● PROBLEM: From the first line to the last, reproduce the records below exactly, omitting any picture.

◇ ◇ ◇ ◇

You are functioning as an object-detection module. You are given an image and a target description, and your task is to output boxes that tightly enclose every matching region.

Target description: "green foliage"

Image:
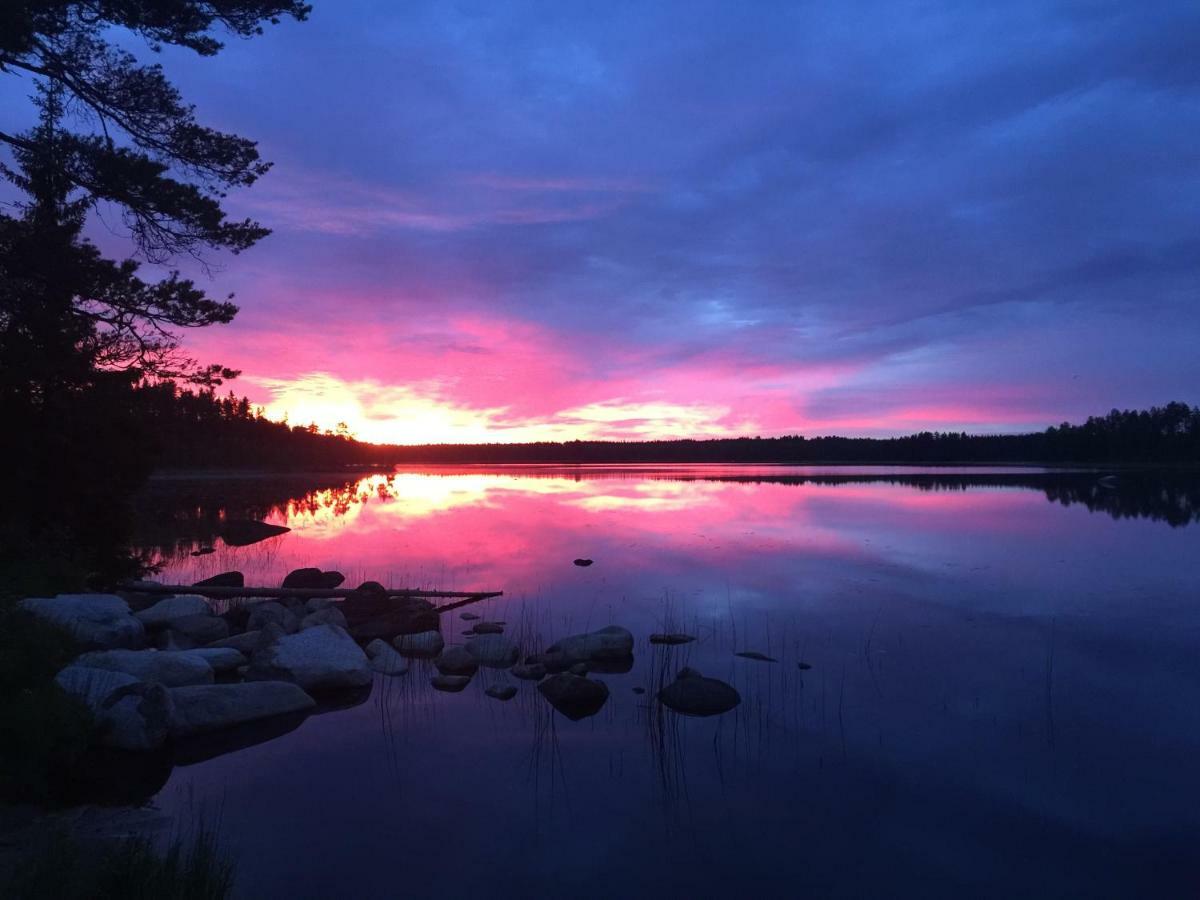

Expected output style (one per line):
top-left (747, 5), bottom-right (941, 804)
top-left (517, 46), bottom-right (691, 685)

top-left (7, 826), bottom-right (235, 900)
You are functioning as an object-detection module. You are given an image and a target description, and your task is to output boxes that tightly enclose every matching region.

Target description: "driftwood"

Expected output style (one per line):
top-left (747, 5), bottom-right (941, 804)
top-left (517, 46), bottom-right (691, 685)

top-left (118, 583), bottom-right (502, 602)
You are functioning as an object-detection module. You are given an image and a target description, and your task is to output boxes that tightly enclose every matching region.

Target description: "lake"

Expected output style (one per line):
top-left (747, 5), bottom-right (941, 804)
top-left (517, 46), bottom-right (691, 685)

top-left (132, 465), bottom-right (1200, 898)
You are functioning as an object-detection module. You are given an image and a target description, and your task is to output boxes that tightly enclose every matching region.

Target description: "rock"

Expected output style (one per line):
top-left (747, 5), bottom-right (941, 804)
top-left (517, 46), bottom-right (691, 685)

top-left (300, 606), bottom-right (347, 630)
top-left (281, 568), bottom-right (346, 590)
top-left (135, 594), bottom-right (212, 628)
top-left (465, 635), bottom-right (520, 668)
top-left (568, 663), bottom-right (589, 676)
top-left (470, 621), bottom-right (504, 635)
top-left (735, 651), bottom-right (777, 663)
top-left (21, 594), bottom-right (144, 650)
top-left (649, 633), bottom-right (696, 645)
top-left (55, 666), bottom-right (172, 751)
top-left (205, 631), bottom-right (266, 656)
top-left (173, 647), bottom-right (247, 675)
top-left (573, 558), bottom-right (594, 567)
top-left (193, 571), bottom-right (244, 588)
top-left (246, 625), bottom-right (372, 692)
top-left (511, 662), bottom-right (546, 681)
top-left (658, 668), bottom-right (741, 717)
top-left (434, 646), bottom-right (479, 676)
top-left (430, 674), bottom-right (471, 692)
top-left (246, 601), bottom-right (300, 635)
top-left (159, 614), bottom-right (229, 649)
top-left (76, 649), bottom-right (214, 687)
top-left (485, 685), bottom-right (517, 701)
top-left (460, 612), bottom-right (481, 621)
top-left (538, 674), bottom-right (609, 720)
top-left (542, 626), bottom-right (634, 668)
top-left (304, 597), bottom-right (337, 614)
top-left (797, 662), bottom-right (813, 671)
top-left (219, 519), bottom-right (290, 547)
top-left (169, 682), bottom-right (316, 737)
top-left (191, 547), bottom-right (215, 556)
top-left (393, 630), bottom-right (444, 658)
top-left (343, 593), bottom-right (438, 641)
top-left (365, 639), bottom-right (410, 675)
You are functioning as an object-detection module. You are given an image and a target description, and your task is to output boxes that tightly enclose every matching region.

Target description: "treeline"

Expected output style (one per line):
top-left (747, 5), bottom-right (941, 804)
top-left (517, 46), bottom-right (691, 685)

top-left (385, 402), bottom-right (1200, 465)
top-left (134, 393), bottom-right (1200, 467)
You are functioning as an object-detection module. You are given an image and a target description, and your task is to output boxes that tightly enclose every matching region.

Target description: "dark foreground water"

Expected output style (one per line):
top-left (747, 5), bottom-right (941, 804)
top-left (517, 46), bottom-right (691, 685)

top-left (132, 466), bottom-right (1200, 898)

◇ ◇ ◇ ◇

● THE ANSWER:
You are functioning as an object-detection module. You are given an image and a target description, and your task is to output boxes that tightly enclose every matching region.

Target description: "green foliage"

Image:

Expected output style (one per line):
top-left (747, 5), bottom-right (941, 804)
top-left (517, 46), bottom-right (691, 685)

top-left (7, 826), bottom-right (235, 900)
You are functioning as an object-detection module. You are given an image and a target description, and your task is to output boxes that tightly enclose every matching region.

Target description: "driftwood"

Expected output style (one per line):
top-left (747, 5), bottom-right (941, 804)
top-left (517, 46), bottom-right (691, 685)

top-left (118, 583), bottom-right (502, 602)
You are functioning as an object-detection module. You are given an image and a target description, and your task is to output boxes that tightly enclose every matching region.

Target description: "lake"

Expected output style (one per line):
top-left (747, 5), bottom-right (941, 804)
top-left (517, 46), bottom-right (691, 685)

top-left (132, 465), bottom-right (1200, 898)
You are functioning as an object-detection module. You are given an image and a target description, and your task is to output boxes that tightly enclose every matching region.

Target description: "rock"

Expected output style (one per line):
top-left (747, 5), bottom-right (941, 804)
top-left (517, 46), bottom-right (691, 685)

top-left (300, 606), bottom-right (347, 630)
top-left (281, 568), bottom-right (346, 590)
top-left (135, 594), bottom-right (212, 628)
top-left (465, 635), bottom-right (520, 668)
top-left (568, 663), bottom-right (589, 676)
top-left (470, 621), bottom-right (504, 635)
top-left (735, 651), bottom-right (777, 663)
top-left (21, 594), bottom-right (144, 650)
top-left (649, 633), bottom-right (696, 645)
top-left (55, 666), bottom-right (172, 751)
top-left (205, 631), bottom-right (266, 656)
top-left (173, 647), bottom-right (247, 675)
top-left (573, 558), bottom-right (594, 567)
top-left (193, 571), bottom-right (244, 588)
top-left (246, 625), bottom-right (372, 692)
top-left (511, 662), bottom-right (546, 681)
top-left (658, 668), bottom-right (741, 717)
top-left (434, 646), bottom-right (479, 676)
top-left (430, 674), bottom-right (471, 692)
top-left (246, 601), bottom-right (300, 635)
top-left (159, 614), bottom-right (229, 649)
top-left (76, 649), bottom-right (214, 687)
top-left (485, 685), bottom-right (517, 701)
top-left (460, 612), bottom-right (481, 621)
top-left (538, 674), bottom-right (609, 720)
top-left (542, 626), bottom-right (634, 668)
top-left (304, 597), bottom-right (337, 614)
top-left (797, 662), bottom-right (813, 671)
top-left (219, 519), bottom-right (290, 547)
top-left (169, 682), bottom-right (316, 737)
top-left (191, 547), bottom-right (215, 556)
top-left (393, 630), bottom-right (444, 658)
top-left (343, 593), bottom-right (438, 641)
top-left (365, 639), bottom-right (410, 675)
You are functioning as an object-detection module. You are given an image and a target description, and your task is to output boxes that tightly enclose every matching region.

Target description: "treeline"

Expected output style (one per line):
top-left (747, 5), bottom-right (941, 804)
top-left (517, 46), bottom-right (691, 685)

top-left (385, 402), bottom-right (1200, 465)
top-left (134, 393), bottom-right (1200, 467)
You are functioning as an object-detection module. You are given an image and a target description, and your task is to output boxes that tightly enclose every matching region.

Target description: "dark foreground water"

Expected output style (one per line):
top-left (747, 5), bottom-right (941, 804)
top-left (517, 46), bottom-right (691, 685)

top-left (132, 466), bottom-right (1200, 898)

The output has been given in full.